• Exercise directions: Collect and copy every line in the entries below that contains the string "hair". Case counts, so only exact-case matches qualify.

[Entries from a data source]

-- BEGIN --

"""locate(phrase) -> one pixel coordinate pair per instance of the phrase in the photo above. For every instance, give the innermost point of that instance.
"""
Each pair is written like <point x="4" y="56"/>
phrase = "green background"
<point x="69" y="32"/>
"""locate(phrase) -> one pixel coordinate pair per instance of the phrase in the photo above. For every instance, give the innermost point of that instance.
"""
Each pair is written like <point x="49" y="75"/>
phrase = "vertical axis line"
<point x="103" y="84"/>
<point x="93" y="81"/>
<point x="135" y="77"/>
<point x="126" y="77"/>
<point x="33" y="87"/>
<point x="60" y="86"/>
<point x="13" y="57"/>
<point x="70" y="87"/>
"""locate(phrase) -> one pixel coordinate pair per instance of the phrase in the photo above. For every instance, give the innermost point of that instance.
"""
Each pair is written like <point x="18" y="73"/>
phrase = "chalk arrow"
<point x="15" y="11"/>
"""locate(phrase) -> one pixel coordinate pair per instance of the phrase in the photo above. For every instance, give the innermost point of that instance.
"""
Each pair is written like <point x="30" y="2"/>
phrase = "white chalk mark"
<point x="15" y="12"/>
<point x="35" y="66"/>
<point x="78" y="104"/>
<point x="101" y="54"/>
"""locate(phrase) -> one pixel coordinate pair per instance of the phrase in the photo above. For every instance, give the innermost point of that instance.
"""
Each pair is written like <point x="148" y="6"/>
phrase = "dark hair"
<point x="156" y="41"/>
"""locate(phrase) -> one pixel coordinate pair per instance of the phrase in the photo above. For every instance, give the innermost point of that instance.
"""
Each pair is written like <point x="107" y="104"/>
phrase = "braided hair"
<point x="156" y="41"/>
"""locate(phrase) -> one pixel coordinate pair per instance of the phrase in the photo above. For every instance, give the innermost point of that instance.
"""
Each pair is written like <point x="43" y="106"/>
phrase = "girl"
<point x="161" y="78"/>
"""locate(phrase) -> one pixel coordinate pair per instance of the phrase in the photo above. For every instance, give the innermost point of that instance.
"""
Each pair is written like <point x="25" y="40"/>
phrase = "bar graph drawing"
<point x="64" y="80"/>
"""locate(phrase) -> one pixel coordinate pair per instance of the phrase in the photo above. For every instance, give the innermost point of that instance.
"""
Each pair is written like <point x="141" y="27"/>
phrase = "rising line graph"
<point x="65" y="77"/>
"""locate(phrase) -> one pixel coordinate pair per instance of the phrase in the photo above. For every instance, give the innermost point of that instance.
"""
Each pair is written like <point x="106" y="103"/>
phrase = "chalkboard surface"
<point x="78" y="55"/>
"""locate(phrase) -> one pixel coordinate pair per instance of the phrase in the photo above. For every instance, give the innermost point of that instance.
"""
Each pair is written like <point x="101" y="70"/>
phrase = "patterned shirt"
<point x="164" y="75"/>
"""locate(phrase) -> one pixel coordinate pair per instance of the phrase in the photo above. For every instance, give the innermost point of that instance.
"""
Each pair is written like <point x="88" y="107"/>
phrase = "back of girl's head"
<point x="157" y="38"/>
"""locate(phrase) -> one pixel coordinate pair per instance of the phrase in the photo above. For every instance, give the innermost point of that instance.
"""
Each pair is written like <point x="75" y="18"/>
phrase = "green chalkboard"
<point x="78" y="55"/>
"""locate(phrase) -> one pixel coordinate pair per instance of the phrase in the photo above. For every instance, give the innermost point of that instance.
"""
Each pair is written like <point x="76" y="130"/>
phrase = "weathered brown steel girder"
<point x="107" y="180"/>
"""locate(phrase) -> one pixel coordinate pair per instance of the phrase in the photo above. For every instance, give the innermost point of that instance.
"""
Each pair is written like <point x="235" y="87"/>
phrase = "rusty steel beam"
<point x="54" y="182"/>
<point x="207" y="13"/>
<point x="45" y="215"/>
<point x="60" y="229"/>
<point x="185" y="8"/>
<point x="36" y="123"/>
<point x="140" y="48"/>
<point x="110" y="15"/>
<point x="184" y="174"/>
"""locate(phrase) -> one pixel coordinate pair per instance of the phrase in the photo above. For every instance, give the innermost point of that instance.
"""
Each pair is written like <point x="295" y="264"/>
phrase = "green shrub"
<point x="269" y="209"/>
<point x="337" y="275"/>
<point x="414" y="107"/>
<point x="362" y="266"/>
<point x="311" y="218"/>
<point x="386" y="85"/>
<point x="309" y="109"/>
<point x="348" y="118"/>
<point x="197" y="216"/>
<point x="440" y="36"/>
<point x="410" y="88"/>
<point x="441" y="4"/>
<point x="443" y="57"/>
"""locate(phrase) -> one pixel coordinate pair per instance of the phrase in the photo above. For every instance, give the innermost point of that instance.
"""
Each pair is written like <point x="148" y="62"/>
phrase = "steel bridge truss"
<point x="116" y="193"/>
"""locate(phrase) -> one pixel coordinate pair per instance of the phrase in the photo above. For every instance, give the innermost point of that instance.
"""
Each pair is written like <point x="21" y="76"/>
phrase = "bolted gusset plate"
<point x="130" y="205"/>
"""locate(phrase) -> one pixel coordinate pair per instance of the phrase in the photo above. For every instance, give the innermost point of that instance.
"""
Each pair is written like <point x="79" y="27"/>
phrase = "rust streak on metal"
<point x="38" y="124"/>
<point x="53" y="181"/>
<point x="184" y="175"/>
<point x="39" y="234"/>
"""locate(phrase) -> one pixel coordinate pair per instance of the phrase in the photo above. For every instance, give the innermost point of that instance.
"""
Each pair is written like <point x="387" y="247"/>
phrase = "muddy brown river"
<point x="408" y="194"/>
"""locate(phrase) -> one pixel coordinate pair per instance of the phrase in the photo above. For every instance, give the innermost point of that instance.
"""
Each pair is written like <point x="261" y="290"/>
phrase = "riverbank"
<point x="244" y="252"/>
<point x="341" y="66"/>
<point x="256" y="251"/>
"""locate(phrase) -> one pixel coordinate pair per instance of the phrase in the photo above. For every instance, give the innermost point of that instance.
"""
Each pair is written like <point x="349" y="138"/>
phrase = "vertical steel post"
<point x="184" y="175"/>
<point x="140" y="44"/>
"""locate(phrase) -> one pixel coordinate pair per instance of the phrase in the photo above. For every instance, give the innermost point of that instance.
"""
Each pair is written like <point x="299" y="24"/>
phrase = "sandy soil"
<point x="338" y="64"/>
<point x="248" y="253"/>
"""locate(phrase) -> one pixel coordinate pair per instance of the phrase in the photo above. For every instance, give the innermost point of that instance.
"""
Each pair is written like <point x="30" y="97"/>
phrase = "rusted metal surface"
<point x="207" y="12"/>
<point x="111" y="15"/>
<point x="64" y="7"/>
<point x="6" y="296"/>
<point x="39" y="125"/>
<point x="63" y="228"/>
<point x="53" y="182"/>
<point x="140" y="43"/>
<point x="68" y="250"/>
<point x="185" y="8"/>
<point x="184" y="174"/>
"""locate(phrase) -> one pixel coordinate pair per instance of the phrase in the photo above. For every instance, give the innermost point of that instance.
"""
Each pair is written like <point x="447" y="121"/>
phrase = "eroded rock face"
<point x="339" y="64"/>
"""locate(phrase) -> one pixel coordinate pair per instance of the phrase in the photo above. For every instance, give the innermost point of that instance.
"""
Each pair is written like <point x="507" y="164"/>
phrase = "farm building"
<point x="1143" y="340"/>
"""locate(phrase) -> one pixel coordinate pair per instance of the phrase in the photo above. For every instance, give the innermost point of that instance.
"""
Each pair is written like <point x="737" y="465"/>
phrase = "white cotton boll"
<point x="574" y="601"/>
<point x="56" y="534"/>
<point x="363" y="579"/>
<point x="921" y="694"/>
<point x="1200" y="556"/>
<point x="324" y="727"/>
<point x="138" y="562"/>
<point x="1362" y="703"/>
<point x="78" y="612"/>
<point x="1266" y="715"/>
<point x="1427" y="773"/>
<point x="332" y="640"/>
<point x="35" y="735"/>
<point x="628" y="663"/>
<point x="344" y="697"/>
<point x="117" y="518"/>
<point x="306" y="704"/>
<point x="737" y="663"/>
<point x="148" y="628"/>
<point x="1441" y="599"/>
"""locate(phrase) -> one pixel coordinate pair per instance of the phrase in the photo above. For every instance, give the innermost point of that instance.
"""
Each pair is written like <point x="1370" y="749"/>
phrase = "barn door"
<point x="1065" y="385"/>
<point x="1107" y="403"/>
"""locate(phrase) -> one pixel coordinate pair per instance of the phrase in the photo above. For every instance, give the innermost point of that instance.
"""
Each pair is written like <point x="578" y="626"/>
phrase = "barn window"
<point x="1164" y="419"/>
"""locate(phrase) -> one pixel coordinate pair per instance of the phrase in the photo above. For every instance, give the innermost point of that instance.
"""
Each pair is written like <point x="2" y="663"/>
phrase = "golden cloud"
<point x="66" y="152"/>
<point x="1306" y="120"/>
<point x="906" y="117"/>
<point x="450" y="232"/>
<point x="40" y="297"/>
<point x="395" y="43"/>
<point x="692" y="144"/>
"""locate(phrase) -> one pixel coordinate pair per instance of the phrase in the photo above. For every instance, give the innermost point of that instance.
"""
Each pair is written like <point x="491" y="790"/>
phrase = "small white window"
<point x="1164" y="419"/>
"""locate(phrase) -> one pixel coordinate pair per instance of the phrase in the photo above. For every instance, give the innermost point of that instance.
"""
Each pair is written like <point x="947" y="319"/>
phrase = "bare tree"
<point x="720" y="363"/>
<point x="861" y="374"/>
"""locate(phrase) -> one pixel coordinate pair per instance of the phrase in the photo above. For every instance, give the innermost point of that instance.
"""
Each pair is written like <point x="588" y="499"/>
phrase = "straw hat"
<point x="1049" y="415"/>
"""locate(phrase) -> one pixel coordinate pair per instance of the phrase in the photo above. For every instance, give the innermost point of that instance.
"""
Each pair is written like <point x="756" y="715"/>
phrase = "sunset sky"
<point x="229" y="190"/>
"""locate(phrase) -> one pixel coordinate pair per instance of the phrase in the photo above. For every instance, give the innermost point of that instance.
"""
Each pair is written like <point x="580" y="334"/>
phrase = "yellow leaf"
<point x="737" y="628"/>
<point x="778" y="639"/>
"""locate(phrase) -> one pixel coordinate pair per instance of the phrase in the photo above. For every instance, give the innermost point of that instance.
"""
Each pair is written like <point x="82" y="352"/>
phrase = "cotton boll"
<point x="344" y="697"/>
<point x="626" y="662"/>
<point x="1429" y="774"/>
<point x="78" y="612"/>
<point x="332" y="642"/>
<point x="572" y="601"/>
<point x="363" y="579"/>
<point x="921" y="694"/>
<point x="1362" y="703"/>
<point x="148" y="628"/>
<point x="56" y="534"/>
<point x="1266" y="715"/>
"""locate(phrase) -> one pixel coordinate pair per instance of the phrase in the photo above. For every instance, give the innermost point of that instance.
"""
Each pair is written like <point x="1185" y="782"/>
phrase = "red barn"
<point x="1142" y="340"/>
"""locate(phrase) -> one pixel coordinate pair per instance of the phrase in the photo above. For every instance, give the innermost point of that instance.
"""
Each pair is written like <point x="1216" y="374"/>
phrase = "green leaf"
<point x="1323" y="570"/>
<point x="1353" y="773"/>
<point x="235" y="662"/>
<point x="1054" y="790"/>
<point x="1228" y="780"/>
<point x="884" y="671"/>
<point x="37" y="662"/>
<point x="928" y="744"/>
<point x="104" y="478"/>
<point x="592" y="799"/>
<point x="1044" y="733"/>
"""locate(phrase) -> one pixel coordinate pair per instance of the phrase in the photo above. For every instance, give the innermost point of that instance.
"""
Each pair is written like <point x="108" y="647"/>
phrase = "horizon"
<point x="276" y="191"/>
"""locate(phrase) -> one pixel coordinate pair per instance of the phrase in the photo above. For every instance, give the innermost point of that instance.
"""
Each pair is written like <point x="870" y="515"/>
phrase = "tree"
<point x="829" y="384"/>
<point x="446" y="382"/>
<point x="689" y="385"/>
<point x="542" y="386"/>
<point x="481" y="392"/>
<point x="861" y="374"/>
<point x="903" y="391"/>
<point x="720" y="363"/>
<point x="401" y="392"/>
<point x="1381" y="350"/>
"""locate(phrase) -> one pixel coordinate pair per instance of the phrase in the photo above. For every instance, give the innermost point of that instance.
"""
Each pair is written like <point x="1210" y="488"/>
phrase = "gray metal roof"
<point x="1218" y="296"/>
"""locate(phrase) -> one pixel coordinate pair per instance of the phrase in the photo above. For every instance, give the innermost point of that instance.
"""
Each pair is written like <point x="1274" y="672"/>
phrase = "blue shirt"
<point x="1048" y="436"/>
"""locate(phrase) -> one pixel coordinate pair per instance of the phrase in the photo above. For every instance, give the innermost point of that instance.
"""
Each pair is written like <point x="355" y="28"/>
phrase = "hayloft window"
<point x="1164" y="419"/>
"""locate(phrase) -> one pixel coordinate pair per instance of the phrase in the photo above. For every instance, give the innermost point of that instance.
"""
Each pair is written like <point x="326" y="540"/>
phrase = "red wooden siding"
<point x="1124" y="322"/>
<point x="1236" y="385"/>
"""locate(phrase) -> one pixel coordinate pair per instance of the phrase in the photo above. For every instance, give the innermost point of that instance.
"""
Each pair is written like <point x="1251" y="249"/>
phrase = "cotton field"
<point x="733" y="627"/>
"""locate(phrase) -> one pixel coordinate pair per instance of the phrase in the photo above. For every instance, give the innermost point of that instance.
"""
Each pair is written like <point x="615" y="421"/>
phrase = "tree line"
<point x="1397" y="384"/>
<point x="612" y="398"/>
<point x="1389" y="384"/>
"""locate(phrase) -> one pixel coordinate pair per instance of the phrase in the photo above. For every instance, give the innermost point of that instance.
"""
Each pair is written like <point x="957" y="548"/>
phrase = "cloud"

-- END --

• The answer:
phrase = "dark hair"
phrase = "braided hair"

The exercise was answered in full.